Write out, unchanged, the lines from the one holding "Reviewer note: confirm that each instance of the bare" to the close of the listing. Both the first and last lines belong in it.

⟨

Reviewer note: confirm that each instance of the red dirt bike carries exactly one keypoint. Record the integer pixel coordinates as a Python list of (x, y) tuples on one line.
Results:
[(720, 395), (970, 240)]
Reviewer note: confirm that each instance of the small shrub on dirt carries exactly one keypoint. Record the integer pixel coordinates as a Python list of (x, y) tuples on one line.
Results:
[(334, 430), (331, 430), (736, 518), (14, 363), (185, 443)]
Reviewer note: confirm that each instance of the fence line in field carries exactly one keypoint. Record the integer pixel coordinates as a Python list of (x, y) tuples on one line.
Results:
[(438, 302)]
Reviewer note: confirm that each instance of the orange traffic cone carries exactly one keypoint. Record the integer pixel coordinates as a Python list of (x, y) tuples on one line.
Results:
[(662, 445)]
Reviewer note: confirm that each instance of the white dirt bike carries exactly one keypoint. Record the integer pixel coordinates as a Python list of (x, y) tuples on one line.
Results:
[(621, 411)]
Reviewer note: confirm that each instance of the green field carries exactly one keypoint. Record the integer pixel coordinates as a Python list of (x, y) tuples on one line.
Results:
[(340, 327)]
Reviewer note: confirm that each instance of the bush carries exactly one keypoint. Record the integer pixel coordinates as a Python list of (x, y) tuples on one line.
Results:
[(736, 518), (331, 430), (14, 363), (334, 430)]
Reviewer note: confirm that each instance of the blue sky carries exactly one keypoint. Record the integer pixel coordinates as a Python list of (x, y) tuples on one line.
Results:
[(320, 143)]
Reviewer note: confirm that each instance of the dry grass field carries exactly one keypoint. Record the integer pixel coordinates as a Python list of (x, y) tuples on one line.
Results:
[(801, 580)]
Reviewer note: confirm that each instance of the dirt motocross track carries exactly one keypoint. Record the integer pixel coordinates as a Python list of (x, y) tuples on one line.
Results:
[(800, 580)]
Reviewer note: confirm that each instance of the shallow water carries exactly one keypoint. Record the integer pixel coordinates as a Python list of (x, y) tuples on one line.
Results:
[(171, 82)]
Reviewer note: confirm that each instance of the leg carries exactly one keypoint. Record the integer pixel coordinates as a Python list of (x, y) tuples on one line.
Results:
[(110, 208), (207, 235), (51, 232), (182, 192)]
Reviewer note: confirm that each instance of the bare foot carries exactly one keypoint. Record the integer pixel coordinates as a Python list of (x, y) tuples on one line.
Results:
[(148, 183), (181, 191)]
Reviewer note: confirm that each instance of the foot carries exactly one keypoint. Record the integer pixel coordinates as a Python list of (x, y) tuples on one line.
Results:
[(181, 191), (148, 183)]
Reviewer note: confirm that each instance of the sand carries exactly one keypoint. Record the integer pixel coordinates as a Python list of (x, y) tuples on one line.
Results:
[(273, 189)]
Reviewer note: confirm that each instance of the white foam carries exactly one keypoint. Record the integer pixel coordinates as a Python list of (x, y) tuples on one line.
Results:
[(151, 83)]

⟩

**Exercise solution:**
Reviewer note: confirm that each instance of the bare foot carries exactly one keypoint. Record the integer pixel coordinates as a Python list of (x, y) tuples on one line.
Results:
[(148, 183), (181, 191)]
Reviewer note: confirm that each instance of the foot carries exactly one keypoint. Record the integer pixel coordinates as a Python list of (x, y) tuples on one line.
Results:
[(181, 191), (148, 183)]
Reviewer note: confirm that each instance of the sand carries exactly one keypoint. Record the integer pixel coordinates as a Python list of (x, y) tuples on one line.
Results:
[(273, 189)]
Reviewer note: confirm that each instance of the white foam carries exactly one keypoint. Record the integer pixel coordinates as a Python list of (x, y) tuples on one line.
Results:
[(151, 83)]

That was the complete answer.